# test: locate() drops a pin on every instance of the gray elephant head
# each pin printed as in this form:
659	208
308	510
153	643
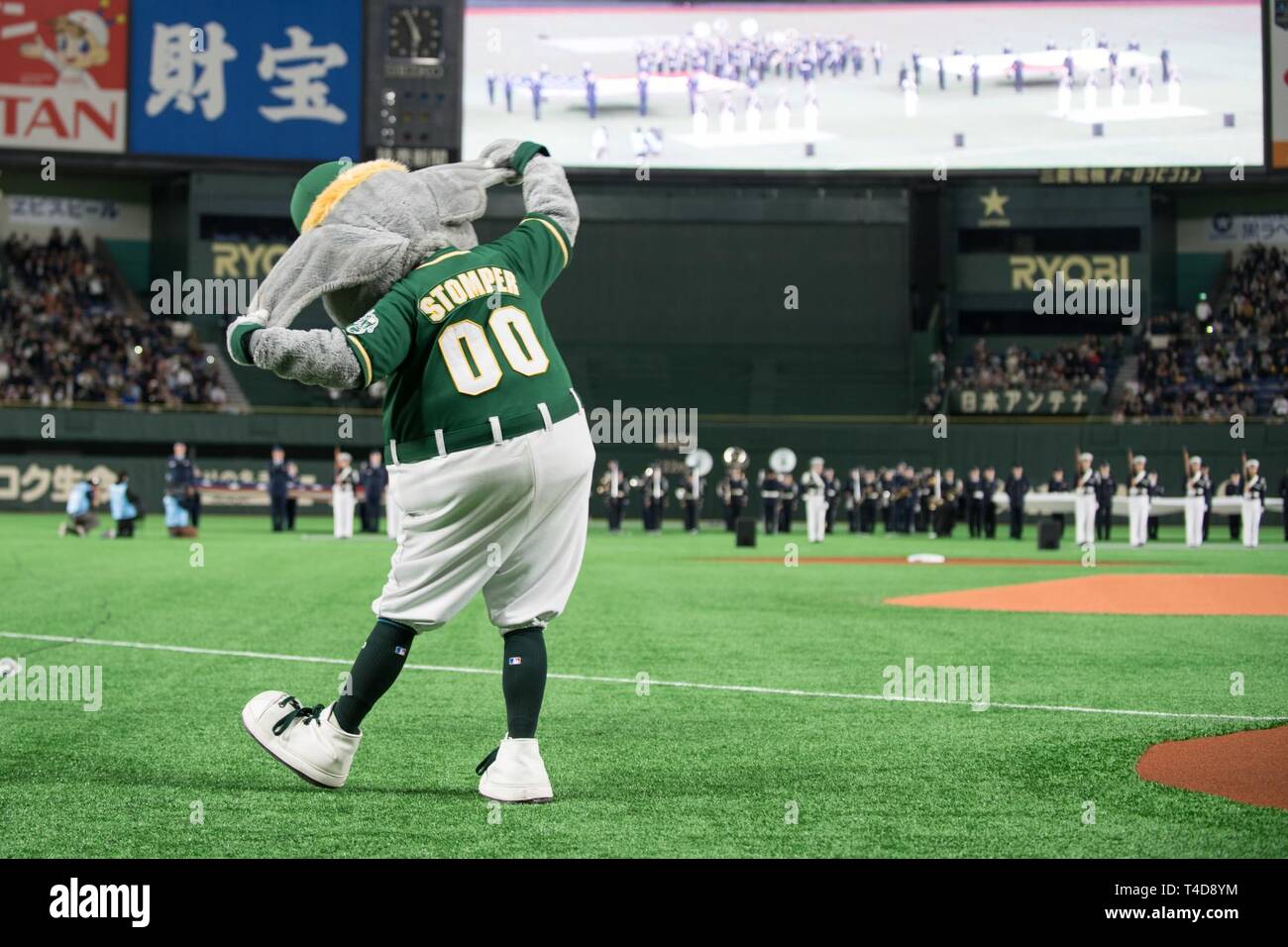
+++++
- [Task instructions]:
Rewrite the rows, changing every "pin" to "marker" and leaving everything else as it is. Omit the pictures from your answer.

- [Response to the task]:
# test: locate() drops a marker on every instance of the gray elephant head
# each marker printed as in this form:
659	208
308	510
153	643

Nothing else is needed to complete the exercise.